SET PROBLEM:
Write out only the lines running from the one that contains "of the woman's" to the end of the material, both ends included.

DATA:
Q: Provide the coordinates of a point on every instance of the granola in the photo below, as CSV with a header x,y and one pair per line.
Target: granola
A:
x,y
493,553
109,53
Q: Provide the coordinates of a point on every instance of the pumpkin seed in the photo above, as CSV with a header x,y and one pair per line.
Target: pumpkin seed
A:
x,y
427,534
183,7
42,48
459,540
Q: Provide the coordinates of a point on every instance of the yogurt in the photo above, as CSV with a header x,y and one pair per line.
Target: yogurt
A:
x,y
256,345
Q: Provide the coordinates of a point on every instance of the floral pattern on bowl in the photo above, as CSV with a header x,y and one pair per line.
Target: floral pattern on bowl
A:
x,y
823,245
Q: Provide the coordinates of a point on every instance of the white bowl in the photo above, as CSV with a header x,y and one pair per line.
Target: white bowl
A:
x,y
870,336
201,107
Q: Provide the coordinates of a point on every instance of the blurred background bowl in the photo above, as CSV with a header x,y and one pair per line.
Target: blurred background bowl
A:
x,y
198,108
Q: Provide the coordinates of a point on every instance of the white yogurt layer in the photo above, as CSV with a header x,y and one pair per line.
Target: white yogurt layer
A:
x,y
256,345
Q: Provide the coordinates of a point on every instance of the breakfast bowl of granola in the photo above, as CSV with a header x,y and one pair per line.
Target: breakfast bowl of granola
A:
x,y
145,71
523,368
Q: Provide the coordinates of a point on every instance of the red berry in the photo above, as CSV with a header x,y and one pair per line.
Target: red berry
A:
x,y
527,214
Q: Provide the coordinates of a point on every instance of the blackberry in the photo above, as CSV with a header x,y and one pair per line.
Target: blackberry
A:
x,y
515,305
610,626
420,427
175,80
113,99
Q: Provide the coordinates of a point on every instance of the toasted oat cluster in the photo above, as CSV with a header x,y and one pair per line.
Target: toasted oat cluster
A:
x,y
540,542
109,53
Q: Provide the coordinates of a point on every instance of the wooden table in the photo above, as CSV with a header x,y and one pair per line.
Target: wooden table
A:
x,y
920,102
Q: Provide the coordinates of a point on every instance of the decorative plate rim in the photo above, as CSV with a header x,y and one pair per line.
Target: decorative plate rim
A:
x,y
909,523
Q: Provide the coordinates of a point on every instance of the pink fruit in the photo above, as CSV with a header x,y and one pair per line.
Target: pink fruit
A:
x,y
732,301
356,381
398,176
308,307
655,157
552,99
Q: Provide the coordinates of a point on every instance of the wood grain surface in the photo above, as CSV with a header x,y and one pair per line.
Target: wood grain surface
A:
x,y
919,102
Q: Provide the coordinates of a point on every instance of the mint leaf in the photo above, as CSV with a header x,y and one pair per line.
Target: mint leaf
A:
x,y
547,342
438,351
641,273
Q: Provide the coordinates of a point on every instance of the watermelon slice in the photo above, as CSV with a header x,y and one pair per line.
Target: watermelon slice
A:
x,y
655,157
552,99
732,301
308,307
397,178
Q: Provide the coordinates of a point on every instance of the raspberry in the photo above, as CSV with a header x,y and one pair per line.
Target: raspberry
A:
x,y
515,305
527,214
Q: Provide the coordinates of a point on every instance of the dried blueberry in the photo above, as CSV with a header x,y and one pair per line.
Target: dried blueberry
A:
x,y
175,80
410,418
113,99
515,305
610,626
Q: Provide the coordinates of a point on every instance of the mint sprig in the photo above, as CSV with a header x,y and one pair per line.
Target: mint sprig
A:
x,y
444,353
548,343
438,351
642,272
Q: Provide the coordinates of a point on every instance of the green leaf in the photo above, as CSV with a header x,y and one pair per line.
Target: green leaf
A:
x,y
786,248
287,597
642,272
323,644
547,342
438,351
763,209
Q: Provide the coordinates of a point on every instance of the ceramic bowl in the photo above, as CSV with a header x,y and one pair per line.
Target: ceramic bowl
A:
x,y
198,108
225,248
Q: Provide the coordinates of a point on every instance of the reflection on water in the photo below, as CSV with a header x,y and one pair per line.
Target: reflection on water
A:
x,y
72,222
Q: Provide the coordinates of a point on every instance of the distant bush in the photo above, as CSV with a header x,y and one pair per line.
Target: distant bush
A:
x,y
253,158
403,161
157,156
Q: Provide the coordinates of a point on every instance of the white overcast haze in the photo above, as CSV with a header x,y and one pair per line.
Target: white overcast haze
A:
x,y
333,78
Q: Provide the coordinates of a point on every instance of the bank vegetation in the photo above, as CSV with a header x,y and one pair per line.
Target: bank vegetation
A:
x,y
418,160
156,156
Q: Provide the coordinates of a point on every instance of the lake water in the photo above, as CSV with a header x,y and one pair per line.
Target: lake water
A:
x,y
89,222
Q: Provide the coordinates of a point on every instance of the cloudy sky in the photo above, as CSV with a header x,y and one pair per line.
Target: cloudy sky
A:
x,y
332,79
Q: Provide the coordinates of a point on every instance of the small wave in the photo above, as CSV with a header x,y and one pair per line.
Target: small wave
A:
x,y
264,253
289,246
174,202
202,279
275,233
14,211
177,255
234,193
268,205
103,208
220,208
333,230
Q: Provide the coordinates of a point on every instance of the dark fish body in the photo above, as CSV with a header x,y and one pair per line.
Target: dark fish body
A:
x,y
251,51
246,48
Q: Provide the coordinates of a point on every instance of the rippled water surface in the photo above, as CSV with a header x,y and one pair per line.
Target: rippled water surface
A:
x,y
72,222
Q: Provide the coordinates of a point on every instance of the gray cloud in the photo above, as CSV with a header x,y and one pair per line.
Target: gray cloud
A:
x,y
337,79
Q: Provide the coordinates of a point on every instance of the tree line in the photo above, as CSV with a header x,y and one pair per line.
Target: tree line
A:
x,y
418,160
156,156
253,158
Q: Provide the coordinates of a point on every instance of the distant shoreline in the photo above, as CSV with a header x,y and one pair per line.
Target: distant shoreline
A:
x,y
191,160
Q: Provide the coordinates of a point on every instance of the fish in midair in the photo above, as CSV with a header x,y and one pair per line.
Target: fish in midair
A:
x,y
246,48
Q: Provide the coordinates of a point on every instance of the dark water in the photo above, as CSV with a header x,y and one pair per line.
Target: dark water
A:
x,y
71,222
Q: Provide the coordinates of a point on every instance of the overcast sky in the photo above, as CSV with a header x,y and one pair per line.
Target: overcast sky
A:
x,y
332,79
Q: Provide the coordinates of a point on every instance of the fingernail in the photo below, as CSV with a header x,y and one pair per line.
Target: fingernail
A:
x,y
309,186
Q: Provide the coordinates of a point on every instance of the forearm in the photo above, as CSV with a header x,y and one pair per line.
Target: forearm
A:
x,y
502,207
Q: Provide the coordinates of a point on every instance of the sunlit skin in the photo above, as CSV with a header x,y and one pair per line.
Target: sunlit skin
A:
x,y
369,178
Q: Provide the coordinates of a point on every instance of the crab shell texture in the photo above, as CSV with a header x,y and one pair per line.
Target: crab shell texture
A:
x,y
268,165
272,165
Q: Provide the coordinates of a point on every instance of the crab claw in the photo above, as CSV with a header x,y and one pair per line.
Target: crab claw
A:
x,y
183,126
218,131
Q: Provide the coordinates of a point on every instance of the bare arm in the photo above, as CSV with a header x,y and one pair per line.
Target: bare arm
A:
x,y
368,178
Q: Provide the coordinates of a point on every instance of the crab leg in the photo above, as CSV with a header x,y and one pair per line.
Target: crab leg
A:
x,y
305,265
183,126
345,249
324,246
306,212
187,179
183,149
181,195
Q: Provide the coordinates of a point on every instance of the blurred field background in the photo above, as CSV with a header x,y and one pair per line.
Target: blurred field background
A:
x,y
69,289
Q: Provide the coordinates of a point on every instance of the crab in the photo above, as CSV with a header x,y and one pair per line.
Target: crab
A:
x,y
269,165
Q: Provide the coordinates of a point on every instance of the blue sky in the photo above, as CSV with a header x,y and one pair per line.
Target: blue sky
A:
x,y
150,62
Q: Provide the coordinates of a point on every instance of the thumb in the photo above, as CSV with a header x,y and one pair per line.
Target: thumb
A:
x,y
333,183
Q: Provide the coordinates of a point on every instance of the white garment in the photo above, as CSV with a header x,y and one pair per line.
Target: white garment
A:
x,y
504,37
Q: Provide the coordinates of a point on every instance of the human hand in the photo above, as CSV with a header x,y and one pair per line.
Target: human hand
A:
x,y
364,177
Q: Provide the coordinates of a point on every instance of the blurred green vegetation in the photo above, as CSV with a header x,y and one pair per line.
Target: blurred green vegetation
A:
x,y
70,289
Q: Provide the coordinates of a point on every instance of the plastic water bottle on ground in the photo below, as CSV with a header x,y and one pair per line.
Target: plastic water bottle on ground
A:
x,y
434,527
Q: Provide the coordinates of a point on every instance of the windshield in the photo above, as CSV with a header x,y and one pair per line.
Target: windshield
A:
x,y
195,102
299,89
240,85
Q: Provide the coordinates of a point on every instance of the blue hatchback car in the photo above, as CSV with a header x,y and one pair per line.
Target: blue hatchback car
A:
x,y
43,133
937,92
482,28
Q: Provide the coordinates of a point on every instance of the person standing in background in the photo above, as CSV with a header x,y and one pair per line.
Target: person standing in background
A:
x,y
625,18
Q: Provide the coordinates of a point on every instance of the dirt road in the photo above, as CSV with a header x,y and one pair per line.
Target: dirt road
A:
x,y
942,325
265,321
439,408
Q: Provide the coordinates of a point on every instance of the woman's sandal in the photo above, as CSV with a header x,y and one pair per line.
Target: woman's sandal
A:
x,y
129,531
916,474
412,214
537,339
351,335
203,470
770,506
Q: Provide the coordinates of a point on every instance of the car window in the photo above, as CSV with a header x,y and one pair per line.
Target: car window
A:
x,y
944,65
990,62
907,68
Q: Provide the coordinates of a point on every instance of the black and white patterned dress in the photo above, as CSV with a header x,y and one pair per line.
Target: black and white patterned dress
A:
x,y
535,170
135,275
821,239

ANSWER TO THE TASK:
Q: Provide the coordinates of a point on every instance of the woman's sandal in the photo above, as CSV with a header x,y and one pair per line.
Target: woman's sandal
A:
x,y
129,531
916,474
412,214
537,339
351,335
203,470
770,506
Q: Provide the coordinates of a point on every instance of the car window in the photo above, as CSV with a header x,y and one pair per line.
Target: car window
A:
x,y
944,65
990,62
907,68
Q: Provide the coordinates of a point on every instance of the black and white patterned dress in the photo above, as CSV with a header x,y and one pair per line.
Target: black and white patterned dress
A:
x,y
535,170
135,275
821,239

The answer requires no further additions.